* Work request
Resume the news article about the suicide expert's testimony at the Kimberly Rogers inquest, starting right after its last sentence.

* Excerpt
Justice With Dignity - Committee to Remember Kimberly Rogers

Kimberly Rogers Inquest Alerts

Rogers likely wanted to die: expert
Suicide expert testifies at inquest

by Eli Schuster
Osprey Media Group Inc.
Wednesday, November 20, 2002 - 11:00

Sudbury - Kimberly Rogers most likely ingested 4000 milligrams of Amitripryline, a powerful anti-depressant as a means of killing herself, a world-renowned suicide expert said Tuesday at the inquest into her death.

Dr. Isaac Sakinofsky, professor emeritus of psychiatry at the University of Toronto, testified the drug that killed Rogers is “not candy,” but a “very dangerous” cardiotoxic anti-depressant, which in large enough doses can lead to heart attacks and death.

The generally accepted lethal dose for Amitripryline is 15 mg per 20 kg, yet the amount Rogers had in her system was nearly two-and-a-half times the amount needed to kill her, or 13 times her prescription. Sakinofsky based his report, which will not be admitted into evidence, on notes from Rogers’ doctor, and other documents provided to him after her death.

Sakinofsky added that Rogers had what he called a “suicide event” back in 1996, and may have been stockpiling pills in the months before she died in August 2001. He noted that Rogers increased her intake of the drug from four pills per day to five on her own initiative.

When she informed her doctor of this, he increased the dosage to six pills, but strongly cautioned her against taking any more.

Rogers, 40, died of an overdose in her apartment during a heat wave while she was under house arrest for welfare fraud.

The psychiatrist said it was highly unlikely Rogers took the overdose either to help her sleep during the heat wave or because she was addicted to the drug.

“Nobody gets addicted to this particular drug,” said Sakinofsky, explaining that unlike heroin or cocaine, Amitripryline does not work immediately, and often comes with unpleasant side-effects, such as blurred vision, dry mouth, constipation, weight gain, dizziness, difficulty urinating, irregular heartbeat, and a risk of seizures or comas.

* Source data
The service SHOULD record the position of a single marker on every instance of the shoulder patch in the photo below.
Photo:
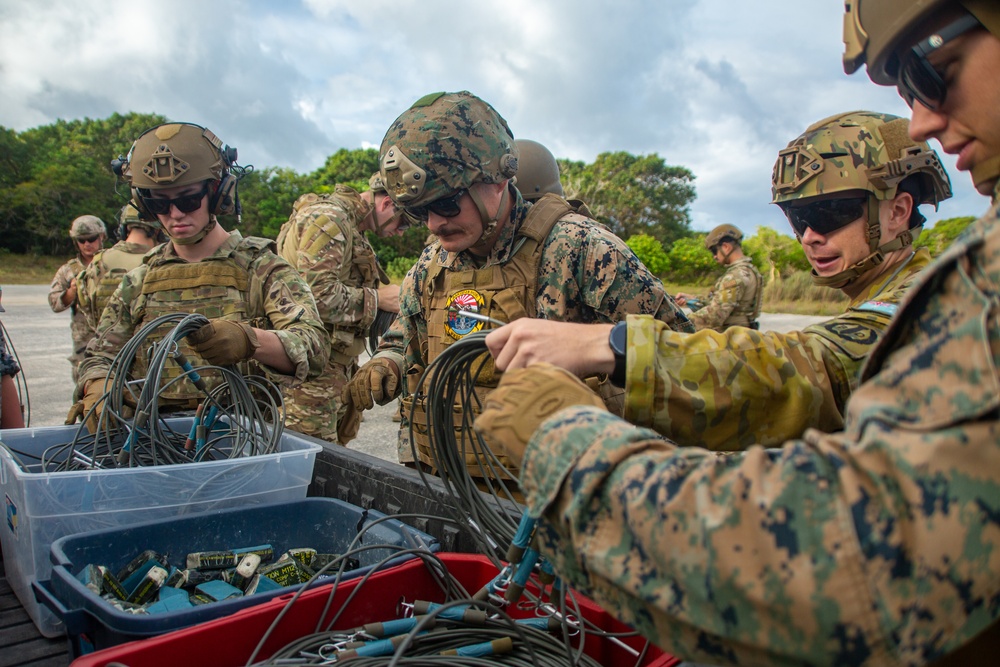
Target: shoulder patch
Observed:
(882, 307)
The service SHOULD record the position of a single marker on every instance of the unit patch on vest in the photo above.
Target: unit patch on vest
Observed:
(853, 333)
(457, 325)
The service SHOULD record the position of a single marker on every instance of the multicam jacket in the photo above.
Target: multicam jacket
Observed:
(727, 391)
(322, 241)
(96, 283)
(734, 301)
(585, 274)
(877, 545)
(242, 280)
(79, 330)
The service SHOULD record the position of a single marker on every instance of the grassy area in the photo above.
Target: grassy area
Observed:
(795, 294)
(28, 269)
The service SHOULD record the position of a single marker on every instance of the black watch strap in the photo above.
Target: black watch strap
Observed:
(618, 342)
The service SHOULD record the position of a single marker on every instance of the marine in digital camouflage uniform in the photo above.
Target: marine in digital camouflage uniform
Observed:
(262, 316)
(877, 545)
(98, 281)
(88, 233)
(324, 239)
(736, 297)
(504, 258)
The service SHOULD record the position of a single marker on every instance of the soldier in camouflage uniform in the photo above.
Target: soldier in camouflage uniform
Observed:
(324, 239)
(88, 233)
(262, 316)
(727, 391)
(735, 300)
(449, 159)
(97, 282)
(877, 545)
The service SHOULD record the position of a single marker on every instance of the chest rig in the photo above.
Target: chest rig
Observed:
(360, 267)
(216, 288)
(504, 292)
(116, 263)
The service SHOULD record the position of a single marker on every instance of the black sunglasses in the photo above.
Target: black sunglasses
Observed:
(917, 79)
(825, 217)
(446, 207)
(184, 203)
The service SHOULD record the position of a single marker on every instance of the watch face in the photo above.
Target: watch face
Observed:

* Response
A patient typically needs 50-100 mgs, “but never more than that” in order to sleep, said Sakinofsky.

“In my view, she did not take this either to get to sleep or out of addiction … she took it to die.”

While other witnesses have said Rogers seemed upbeat about her pregnancy and did not appear suicidal, Sakinofsky said suicide attempts often come just a week after a triggering event, and many people who attempt suicide have no wish to die. “Suicide is not (a matter of) yes or no … it is shades across a spectrum.”

Sakinofsky suggested most research shows about 37 per cent of people who attempt suicide do so merely as a “coping mechanism” while a further 40 per cent might take an overdose of pills as a means of temporarily escaping from intolerable stress.

A further 15 per cent “don’t give a damn” if they live or die, and attempt suicide as a “trial by ordeal,” hoping “Prince Charming or Princess Charming” will rescue them from bad situations.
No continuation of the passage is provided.